▶ Prompt A:
For each statement below, say whether it agrees with the motorcycle blog, answering yes or no and quoting the words from the blog that decide it. (i) The writer learned of the aunt's death while still driving. (ii) The writer covered 1800 kms on one Sunday. (iii) The writer crossed into Michigan on Friday night.
▶ Prompt B:
Carry on the motorcycle blog from the point where it stops, writing in the same voice.
====== Text section ======
Thursday, May 27, 2010

Sleep Deprived Post BC

I haven't written in a few days since the airport in BC. Unfortunately my Aunt and my mom's sister, Pat Renaud, passed away while I was away. My mom didn't want me to know while I was driving as I was putting in long days on the road and it would probably have distracted me. So, yesterday I was in Windsor (6 hours from Huntsville)attending her funeral. Very sad yet my cousins and Uncle did a beautiful job with her funeral arrangements. I'm very fortunate as I have four cousins; Billy, Scott, Jamie and Brian who, even though we see very little of each other, have always been very supportive of me (as my Uncle Clarence and Aunt Pat have been as well). So, they will be following my trip also. My cousins Barbara, Karen and Bruce Laidlaw were also present and I was able to tell them of my expedition also. I do have to credit them with being my roots for motorcycle riding. My mom and I use to visit them and Bruce had a little dirt bike that I was able to take out riding up and down the lane/trail they had behind their house. I loved it (before I turned 16 and had my licence). So, cheers to my family who will be with me in my heart as I'm riding.
Since the BC trip over the long weekend, I've had time to think about it and shake my head "did I really do that". There were times along the way I didn't think I was going to cover the necessary ground to finish in time but the Sunday where I did 1800 kms really made the difference. It also gave me lots of time to think about so many different topics; lovelife, work, friendships, family, passions, riding, my dog etc. making me realize that riding has become a necessary place where I can go to de-stress and look around at the things around me that I'm missing day to day as my sole focus is work. I never seem to take the time to smell the roses but get caught up in the grind of work - never enough time to do anything else. The ride made me realize the "balance" is the key and riding is like looking out/after my soul. So, that's my food for thought for today. The weather has been beautiful so hopefully anyone reading this has been out riding (I'm bikeless for 2 weeks until London). I've already received my post trip information package from Compass Expeditions so everyday this London to Magadan ride is becoming more real. It's getting down to the packing. So, off to work and until later.
JACK

Monday, May 24, 2010

BC in 3 Days - Is It Possible?

Hey! I'm back! Action Jackson here letting you know that I officially did it. Gotta say I'm proud on the one hand but on the other as I'm sitting here in the Vancouver airport waiting until 11:00 pm to fly home; I'm pretty whooped!!! Just hope I don't miss my plane because I've fallen asleep in the lounge (after having 2 Coors light and my first "real" meal in over a week.) Whatta ride!!! I made it and am here in one piece to let you know that it went without incident. Thanks to my bike, of course. I don't have a name, except VTX, but my bike REALLY did take care of me. It just drove on even when I was feeling to tired it just pointed straight ahead and kept going. For such a heavy bike and being a 2002, I wondered how the bike would perform. I must admit, I was impressed. And soooo many people at gas stations/truck stops came up to say "nice bike". If only it was "nice _ _ _ _ and directed at me (oops, sidetrack). Anyway, made it to Sault Ste. Marie (7 hours) on Friday night. Crossed over into Michigan at 7:00 am next morning (whatta long state that was). Stopped at Mickey D's and couple of guys commented on helmet cam "what is that to take a picture before you hit the deer"? Nice!!!
====== Listing ======
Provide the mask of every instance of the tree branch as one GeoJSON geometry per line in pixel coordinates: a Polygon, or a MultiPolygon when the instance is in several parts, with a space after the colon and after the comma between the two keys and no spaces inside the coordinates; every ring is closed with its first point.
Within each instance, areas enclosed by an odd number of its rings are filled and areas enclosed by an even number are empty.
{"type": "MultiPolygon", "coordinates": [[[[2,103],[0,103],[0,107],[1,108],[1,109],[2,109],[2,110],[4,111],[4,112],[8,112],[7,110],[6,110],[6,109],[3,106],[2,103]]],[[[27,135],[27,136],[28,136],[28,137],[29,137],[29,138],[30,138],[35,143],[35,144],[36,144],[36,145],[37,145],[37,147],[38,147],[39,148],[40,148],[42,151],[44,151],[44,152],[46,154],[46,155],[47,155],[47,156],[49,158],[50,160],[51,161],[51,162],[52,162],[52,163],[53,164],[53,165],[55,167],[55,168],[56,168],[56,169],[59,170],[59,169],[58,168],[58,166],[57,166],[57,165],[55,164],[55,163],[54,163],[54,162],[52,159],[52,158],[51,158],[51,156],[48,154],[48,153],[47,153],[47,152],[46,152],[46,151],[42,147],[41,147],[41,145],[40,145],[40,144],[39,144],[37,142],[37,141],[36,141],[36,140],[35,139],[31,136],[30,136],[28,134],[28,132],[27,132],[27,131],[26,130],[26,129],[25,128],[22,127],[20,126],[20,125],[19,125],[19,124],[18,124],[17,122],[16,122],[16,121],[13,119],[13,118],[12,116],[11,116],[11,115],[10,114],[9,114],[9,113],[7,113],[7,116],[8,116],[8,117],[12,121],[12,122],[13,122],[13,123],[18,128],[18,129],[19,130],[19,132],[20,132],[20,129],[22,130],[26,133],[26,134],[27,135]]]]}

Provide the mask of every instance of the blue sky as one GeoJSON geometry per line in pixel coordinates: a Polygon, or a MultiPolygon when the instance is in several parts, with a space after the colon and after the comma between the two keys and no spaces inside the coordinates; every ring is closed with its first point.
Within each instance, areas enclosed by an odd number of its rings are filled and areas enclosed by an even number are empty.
======
▶ Answer A:
(i) No: "My mom didn't want me to know while I was driving"
(ii) Yes: "the Sunday where I did 1800 kms really made the difference"
(iii) No: "Crossed over into Michigan at 7:00 am next morning"

▶ Answer B:
Made it to Valley City, North Dakota Saturday night (no don't be calling me Valley girl). Big storm overnight. I was going to continue riding but clouds looked bad and lotsa lightening. Next morning heard there were tornados touching down in South Dakota. Rode the rest of North Dakota, ALL of Montana (wow what a big state) and into the mountains in Idaho. I stopped at 10:30 pm in one of the tallest passes trying to find a place to stay as my bike was going sideways on ice (when I passed the "Lookout" I guess that was a clue that I was fairly high up - ya think!!)

Found a small town and it was like something out of the Twilight Zone - spaceships everywhere, ghost-like town except for the bar. I walked into the bar and everyone just stared. A girl walked over, obviously having drank copious quantities asking all sorts of questons, "are you alone and by yourself? Where's your bike?" I asked the bartender for a hotel in town. She made a phone call and got me a room for the night. Thank God. The hotel was decent and my bike was right in front of the door (bit afraid one of the people in the bar might do something). When I woke up though, she fired up and away we went. The morning dew plus the freezing temperatures still made the pass tricky but there is something about doing it in daylight that makes me more brave.

1700 kms and some was yesterday mileage but today was alot less. Through the rest of Idaho and through Washington were very picturesque. Many qualites to Montana where different protrusions jut out of the earth carving out canyons and cavernous rock formations. Quite beautiful. Seattle was a bit of a nightmare to maneuvre and my ride from there to BC was about 250 miles. Lots of sun through the windshield left me burnt (not to mention not much sleep).

So, now I'm here relaxing and telling you my days events. Nice way to recap. This way actually great preparation for my trip that leaves in 2 weeks. So more updates on that soon. For now, Good night!

Friday, May 21, 2010

BC BOUND!!!

Today's the day for the first part of my trip. Pretty excited. Finishing packing the bike. Weather's gorgeos and I mean GORGEOUS!!!. Nice long weekend to be riding. I'm still undecided if stateside or Canadian side to BC - saves lotsa time stateside (6 hrs). So that may be the plan.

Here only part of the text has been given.